◆ **WRITTEN PROBLEM**
In the listing below, swap every "drop a point on each" for "mark each one" and reproduce the lines with nothing else altered, leaving out the pictures.

◆ **EXTRACTED INFORMATION**
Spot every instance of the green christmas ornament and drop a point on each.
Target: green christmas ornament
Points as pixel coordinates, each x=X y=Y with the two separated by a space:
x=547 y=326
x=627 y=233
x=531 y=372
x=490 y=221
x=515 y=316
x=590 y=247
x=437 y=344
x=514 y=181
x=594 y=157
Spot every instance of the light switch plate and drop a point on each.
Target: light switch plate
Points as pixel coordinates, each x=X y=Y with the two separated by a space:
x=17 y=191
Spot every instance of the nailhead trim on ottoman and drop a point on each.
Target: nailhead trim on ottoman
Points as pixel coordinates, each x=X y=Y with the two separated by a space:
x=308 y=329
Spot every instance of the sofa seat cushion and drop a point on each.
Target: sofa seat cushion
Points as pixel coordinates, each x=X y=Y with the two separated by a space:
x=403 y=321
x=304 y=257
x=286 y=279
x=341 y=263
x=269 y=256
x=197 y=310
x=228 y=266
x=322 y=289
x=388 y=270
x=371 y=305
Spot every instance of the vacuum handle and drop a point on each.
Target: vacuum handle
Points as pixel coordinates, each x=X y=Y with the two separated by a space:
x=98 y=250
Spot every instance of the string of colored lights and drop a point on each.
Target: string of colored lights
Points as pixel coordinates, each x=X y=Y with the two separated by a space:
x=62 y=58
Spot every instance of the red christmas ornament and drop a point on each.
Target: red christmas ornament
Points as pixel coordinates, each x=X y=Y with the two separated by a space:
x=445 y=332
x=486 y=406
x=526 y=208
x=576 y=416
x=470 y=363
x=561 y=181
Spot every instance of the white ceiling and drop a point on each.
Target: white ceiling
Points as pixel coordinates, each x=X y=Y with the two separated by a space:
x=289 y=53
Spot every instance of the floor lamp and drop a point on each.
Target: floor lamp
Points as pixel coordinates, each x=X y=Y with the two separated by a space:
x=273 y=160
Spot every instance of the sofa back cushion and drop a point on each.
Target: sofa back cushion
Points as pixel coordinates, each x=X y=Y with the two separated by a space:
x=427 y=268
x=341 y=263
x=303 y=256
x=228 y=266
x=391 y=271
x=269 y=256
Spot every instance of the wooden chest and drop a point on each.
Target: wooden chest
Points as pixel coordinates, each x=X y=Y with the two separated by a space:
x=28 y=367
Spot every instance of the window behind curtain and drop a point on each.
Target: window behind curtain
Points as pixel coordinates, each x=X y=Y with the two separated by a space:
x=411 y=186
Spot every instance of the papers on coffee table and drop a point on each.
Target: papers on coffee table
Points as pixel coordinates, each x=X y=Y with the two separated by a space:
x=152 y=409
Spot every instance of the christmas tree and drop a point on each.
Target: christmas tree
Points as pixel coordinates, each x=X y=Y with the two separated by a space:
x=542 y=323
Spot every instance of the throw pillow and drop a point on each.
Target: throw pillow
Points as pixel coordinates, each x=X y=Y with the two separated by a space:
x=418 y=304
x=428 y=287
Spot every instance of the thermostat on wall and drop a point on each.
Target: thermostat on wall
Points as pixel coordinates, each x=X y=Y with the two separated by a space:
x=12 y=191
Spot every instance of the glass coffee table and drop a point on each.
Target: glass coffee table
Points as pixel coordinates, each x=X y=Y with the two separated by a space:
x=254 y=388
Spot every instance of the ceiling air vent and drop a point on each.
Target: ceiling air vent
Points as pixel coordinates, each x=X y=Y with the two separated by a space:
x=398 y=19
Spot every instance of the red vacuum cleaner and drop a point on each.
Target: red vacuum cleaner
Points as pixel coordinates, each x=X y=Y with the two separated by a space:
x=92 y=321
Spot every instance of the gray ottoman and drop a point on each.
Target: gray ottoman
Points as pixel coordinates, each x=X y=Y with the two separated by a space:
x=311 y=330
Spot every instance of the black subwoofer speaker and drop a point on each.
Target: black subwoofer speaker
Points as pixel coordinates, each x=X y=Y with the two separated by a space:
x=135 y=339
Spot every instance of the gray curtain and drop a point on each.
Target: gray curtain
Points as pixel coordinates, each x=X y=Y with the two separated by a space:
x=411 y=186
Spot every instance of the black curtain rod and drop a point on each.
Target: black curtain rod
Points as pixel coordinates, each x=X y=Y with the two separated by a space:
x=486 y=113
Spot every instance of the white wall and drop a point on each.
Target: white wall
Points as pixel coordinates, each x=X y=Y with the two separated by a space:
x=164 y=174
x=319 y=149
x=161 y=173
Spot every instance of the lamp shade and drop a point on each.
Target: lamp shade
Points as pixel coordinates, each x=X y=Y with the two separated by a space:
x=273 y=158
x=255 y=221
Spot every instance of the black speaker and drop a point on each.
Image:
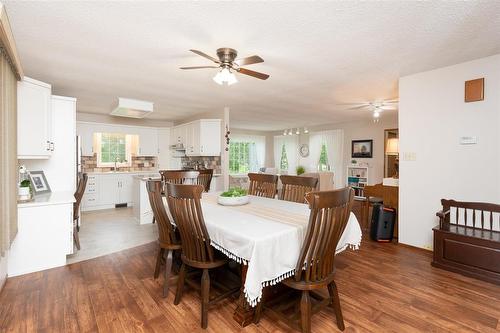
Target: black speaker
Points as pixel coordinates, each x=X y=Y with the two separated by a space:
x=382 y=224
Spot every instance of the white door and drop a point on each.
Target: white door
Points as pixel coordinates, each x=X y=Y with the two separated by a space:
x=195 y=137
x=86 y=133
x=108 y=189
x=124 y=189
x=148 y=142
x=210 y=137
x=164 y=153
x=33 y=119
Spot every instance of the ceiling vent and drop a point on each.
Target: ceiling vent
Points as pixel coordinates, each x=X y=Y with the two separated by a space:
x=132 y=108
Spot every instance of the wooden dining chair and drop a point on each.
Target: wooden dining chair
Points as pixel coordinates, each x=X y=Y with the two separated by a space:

◆ **COMPLETED TASK**
Spot every instance of the green christmas ornament and mark each one.
Target: green christmas ornament
Points as pixel coordinates, each x=X y=Y with the two separated by a space:
x=547 y=326
x=627 y=233
x=531 y=372
x=490 y=221
x=515 y=316
x=590 y=247
x=437 y=344
x=514 y=181
x=594 y=157
Spot every instance of the light switch plate and mark each one.
Target: light switch plate
Points as pixel coordinates, each x=X y=Y with the two separated by a space:
x=17 y=191
Spot every instance of the nailhead trim on ottoman and mark each one.
Target: nailhead trim on ottoman
Points as pixel coordinates, each x=X y=Y with the two separated by a space:
x=308 y=329
Spot every instance of the sofa seat cushion and mark each one.
Target: sofa seat cushion
Points as pixel coordinates, each x=X y=Y with the two separated by a space:
x=403 y=321
x=304 y=257
x=286 y=279
x=341 y=263
x=269 y=256
x=197 y=310
x=228 y=266
x=322 y=289
x=388 y=270
x=371 y=305
Spot every instance of the vacuum handle and mark each one.
Target: vacuum handle
Points as pixel coordinates, each x=X y=Y with the two separated by a space:
x=98 y=250
Spot every instance of the string of colored lights and mark each one.
Target: string of colored lights
Points as pixel coordinates, each x=X y=Y with the two separated by a space:
x=62 y=58
Spot every instance of the red christmas ornament and mark each one.
Target: red christmas ornament
Points as pixel coordinates, each x=X y=Y with the two separated by a space:
x=445 y=332
x=486 y=406
x=526 y=208
x=576 y=416
x=470 y=363
x=561 y=181
Spot every instance of the white ceiling and mark each one.
Target: white ceiling
Points as pixel coordinates, each x=X y=Y with the two separated by a space:
x=289 y=53
Spot every instance of the floor lamp and mark each one.
Target: floor lamp
Points as pixel coordinates, each x=X y=Y with the two separated by a space:
x=273 y=160
Spot every instance of the sofa back cushion and mark each one.
Target: sofa back cushion
Points as pixel coordinates, each x=X y=Y with the two separated by a space:
x=427 y=268
x=341 y=263
x=303 y=256
x=228 y=266
x=391 y=271
x=269 y=256
Spot every instance of the wooden chest and mark each one.
Target: wooden chest
Points as pixel coordinates, each x=X y=Y with the two separated by a space:
x=28 y=367
Spot every instance of the window behind curtain and mark each one.
Target: window behind curtain
Points as pixel coordinates, each x=X y=Y with the two separated by a space:
x=411 y=186
Spot every instance of the papers on coffee table and mark each one.
Target: papers on coffee table
Points as pixel coordinates, each x=X y=Y with the two separated by a space:
x=152 y=409
Spot every instance of the christmas tree and mark each one.
Target: christmas tree
Points as pixel coordinates, each x=X y=Y with the two separated by a space:
x=542 y=323
Spot every instance of the throw pillow and mark each one.
Target: throw pillow
Points as pixel coordinates, each x=X y=Y with the two separated by a space:
x=418 y=304
x=428 y=287
Spot every instance of the thermostat on wall and mark each one.
Target: thermostat on wall
Points as pixel coordinates, each x=X y=Y with the two separated by a space:
x=12 y=191
Spot every instance of the glass coffee table and mark each one.
Target: glass coffee table
Points as pixel coordinates, each x=X y=Y with the two separated by a space:
x=254 y=388
Spot every instance of the ceiling air vent and mark each one.
Target: ceiling air vent
Points as pixel coordinates, each x=X y=Y with the two separated by a space:
x=398 y=19
Spot every instance of the red vacuum cleaner and mark each one.
Target: red vacuum cleaner
Points as pixel coordinates, each x=X y=Y with the two separated by a space:
x=92 y=321
Spot every instance of the gray ottoman and mark each one.
Target: gray ottoman
Points as pixel coordinates, each x=X y=Y with the two separated by a space:
x=311 y=330
Spot every instance of the black subwoofer speaker and mark each one.
Target: black subwoofer speaker
Points as pixel coordinates, each x=X y=Y with the two separated by a space:
x=135 y=339
Spot every instance of the gray curtain and mark each one.
Target: gray curtain
Points as pixel coordinates, each x=X y=Y with the two separated by a space:
x=411 y=186
Spot every instance of the black curtain rod and mark each one.
Target: black curtain rod
Points as pixel coordinates, each x=X y=Y with the two separated by a space:
x=486 y=113
Spot every instance of the white wall and mark each one.
Target: white wall
Points as pixel coordinates, each x=X y=Y with the two separated by a space:
x=164 y=174
x=319 y=149
x=161 y=173
Spot every instance of the lamp shade and mark each one.
Target: lamp shade
Points as pixel coordinates, each x=X y=Y with the two separated by a space:
x=273 y=158
x=255 y=221
Spot every instance of the black speaker and mark each one.
Image:
Target: black speaker
Points as pixel coordinates, each x=X y=Y with the two separated by a space:
x=382 y=224
Spot every instance of the white door and mark each one.
Target: white door
Points as pixel coordinates, each x=X y=Y with the two separated by a space:
x=195 y=137
x=86 y=133
x=108 y=189
x=124 y=189
x=148 y=142
x=210 y=137
x=164 y=153
x=33 y=119
Spot every instance of the ceiling vent and mark each one.
Target: ceiling vent
Points as pixel coordinates, each x=X y=Y with the two separated by a space:
x=132 y=108
Spot every instance of the wooden dining chair and mark each one.
Target: wooden dining chair
Points as pixel coordinates, each x=X y=Y with the two separated by a space:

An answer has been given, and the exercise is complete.